What you need to do |
**1)** Summarize the article about the Farragut Middle School dance team in two sentences.
**2)** Answer these questions from the article about the Farragut Middle School dance team:
(a) How many members are on the squad?
(b) On what date was the team officially crowned the double title winners?
(c) What company will Victoria Ogier work for after she leaves, and in what city?
**3)** Quote the article about the Farragut Middle School dance team from "FMS Dance Team members" up to and including "team’s assistant coach.".
:: Text for analysis
Threepeat

FMS dance team again wins double state championships

It was a stellar “threepeat” for the Farragut Middle School dance team last week, as the 13-member squad won double state titles in Pom and Jazz, marking the third year in a row for the program.

“We are very excited and happy we won,” head coach Victoria Ogier said.

It will be the end of the road nationally, however, for the team that won the national Pom title last year. Scheduling conflicts prevent participation in April’s U.S. competition.

“It is sad that we can’t defend our title,” said Ogier, who has guided the squad to all three double state titles along with last year’s national crown. “But I am so proud of these girls and very grateful they could even compete this year at all.”

Despite rampant COVID-19 restrictions, the squad competed virtually by submitting a video performance, and were officially crowned the double title winners Tuesday, March 9.

They were up against West Valley Valley Middle School’s dance team in the Jazz category, and five competitors in the Pom division, Ogier said, adding, “the girls gave everything they had, stepped up to the challenge and were able to present a very tough program we were all proud of.

“These girls are extremely hard working. With COVID restrictions, they couldn’t practice in ways they normally practiced, but they made it work. Every girl is also a member of a studio dance program, too so they were working all the time.”

FMS Dance Team members are eighth-graders Carson Kraemer (co-captain), Makenna McDonald (co-captain), Addison Fink, Mary Elizabeth Noble and Sophia von Wedel; seventh-graders Drew Patterson, Mary Aspin Scott, Natalie Mahoney, Saydee Riddle, Cassidy Stickley and Marlee Pyle; and sixth-graders Lydia Finnegan and Sydney Derr.

Tatum Allen is the team’s assistant coach.

For Ogier, the threepeats mark her final competition, as she will be leaving this summer to work for PricewaterhouseCoopers accounting firm in Atlanta, Georgia. She has spent the last six years with the dance team, the first three as assistant coach, and also was a member of the squad herself as a middle schooler.

“It has been an honor and a privilege to work with such amazing dancers,” she said.

“I will miss both the dancers and the program I’ve worked with the entire time I’ve been in college,” noting she is finishing up her master’s degree at the University of Tennessee. “I am so thankful to have worked with such a special team.”

Ogier said Macy Brink, who already has been working with the team on their routines, will be the new head coach.
::::
:: Exercise data
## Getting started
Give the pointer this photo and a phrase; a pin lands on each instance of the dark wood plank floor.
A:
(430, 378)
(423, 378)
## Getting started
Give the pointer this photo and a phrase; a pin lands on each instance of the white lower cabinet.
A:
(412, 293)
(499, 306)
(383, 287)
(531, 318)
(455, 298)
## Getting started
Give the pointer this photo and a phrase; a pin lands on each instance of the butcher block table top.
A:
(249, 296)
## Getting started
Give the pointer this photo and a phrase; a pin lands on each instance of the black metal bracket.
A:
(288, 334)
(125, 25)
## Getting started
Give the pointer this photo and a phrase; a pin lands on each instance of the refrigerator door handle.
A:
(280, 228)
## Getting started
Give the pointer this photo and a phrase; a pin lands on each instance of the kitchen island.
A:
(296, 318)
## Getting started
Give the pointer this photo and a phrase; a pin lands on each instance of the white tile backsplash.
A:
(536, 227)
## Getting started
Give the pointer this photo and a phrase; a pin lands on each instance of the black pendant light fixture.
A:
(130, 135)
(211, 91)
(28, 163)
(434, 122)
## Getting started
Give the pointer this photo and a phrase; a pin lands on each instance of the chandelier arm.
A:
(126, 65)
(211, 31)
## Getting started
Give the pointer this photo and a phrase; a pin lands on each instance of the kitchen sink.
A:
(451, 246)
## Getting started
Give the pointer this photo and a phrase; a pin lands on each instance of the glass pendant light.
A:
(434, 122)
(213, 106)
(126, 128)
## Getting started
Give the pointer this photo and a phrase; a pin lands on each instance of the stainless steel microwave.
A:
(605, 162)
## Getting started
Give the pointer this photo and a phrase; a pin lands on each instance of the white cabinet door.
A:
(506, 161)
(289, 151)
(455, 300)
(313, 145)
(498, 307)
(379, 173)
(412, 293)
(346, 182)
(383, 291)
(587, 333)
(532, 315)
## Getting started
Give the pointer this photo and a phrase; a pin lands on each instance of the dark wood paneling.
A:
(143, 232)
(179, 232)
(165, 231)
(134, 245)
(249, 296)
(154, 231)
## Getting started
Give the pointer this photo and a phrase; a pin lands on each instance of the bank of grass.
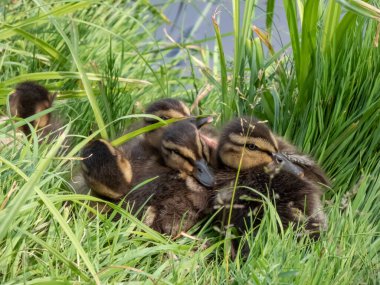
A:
(323, 95)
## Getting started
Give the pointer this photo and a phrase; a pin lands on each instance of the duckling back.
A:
(247, 144)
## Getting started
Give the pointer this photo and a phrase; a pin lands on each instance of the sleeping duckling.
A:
(311, 169)
(177, 199)
(147, 147)
(248, 144)
(28, 99)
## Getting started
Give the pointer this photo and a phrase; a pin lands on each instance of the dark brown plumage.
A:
(250, 145)
(28, 99)
(177, 199)
(311, 169)
(147, 146)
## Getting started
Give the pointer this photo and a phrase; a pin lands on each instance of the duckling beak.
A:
(203, 173)
(286, 164)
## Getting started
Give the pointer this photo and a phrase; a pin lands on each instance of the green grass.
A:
(104, 61)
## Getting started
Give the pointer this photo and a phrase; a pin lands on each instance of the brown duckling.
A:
(28, 99)
(310, 168)
(177, 199)
(248, 144)
(147, 147)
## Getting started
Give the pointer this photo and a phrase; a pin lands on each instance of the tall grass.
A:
(322, 94)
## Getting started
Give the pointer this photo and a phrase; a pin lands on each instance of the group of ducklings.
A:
(194, 173)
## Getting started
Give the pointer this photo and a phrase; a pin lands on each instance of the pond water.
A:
(191, 21)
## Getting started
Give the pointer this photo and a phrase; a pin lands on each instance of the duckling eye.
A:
(251, 146)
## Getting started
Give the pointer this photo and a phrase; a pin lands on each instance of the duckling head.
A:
(106, 170)
(182, 150)
(248, 143)
(167, 108)
(28, 99)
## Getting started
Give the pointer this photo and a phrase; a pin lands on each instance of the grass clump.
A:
(323, 94)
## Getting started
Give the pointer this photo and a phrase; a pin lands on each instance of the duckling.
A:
(147, 147)
(28, 99)
(311, 169)
(180, 195)
(248, 144)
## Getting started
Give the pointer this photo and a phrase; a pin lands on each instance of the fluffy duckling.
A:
(248, 144)
(28, 99)
(177, 199)
(147, 147)
(310, 168)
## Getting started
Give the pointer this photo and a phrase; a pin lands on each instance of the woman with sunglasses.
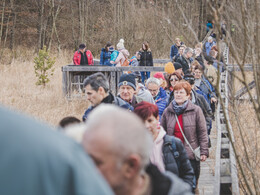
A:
(172, 81)
(168, 152)
(186, 121)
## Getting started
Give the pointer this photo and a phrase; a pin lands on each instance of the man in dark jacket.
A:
(109, 139)
(36, 159)
(97, 90)
(186, 59)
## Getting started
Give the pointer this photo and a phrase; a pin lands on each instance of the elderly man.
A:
(186, 59)
(159, 94)
(36, 159)
(124, 164)
(127, 89)
(97, 91)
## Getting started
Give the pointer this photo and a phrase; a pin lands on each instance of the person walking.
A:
(146, 59)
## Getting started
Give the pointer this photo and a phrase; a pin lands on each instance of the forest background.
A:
(27, 25)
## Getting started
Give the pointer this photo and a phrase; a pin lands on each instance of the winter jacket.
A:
(146, 58)
(212, 74)
(122, 56)
(161, 101)
(113, 100)
(105, 56)
(43, 161)
(166, 183)
(77, 57)
(182, 167)
(194, 127)
(208, 46)
(144, 94)
(184, 62)
(207, 89)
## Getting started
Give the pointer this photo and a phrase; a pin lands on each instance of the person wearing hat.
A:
(97, 91)
(83, 56)
(211, 73)
(178, 68)
(127, 89)
(199, 100)
(123, 54)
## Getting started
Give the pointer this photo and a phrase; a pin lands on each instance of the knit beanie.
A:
(177, 65)
(127, 79)
(159, 75)
(169, 68)
(120, 44)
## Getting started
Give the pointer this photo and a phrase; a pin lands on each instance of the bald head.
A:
(119, 144)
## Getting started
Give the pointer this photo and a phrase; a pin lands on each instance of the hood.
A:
(125, 52)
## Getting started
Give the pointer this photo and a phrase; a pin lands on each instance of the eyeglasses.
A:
(176, 79)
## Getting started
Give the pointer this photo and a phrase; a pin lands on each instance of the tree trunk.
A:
(2, 21)
(12, 30)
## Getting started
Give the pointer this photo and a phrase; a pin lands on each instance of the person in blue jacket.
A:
(175, 48)
(159, 94)
(106, 54)
(97, 90)
(36, 159)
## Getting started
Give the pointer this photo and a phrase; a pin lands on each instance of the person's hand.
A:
(213, 100)
(203, 158)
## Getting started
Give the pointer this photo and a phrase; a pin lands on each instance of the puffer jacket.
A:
(105, 56)
(146, 58)
(161, 101)
(77, 57)
(194, 127)
(185, 170)
(122, 56)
::::
Responses to the exercise |
**1)** The 13-member Farragut Middle School dance team won state titles in both Pom and Jazz for the third year in a row, competing virtually by submitting a video performance because of COVID-19 restrictions. Scheduling conflicts will keep the team out of April's national competition, and head coach Victoria Ogier, who is leaving this summer, will be succeeded by Macy Brink.

**2)**
(a) 13 members.
(b) Tuesday, March 9.
(c) PricewaterhouseCoopers, in Atlanta, Georgia.

**3)**
FMS Dance Team members are eighth-graders Carson Kraemer (co-captain), Makenna McDonald (co-captain), Addison Fink, Mary Elizabeth Noble and Sophia von Wedel; seventh-graders Drew Patterson, Mary Aspin Scott, Natalie Mahoney, Saydee Riddle, Cassidy Stickley and Marlee Pyle; and sixth-graders Lydia Finnegan and Sydney Derr.

Tatum Allen is the team’s assistant coach.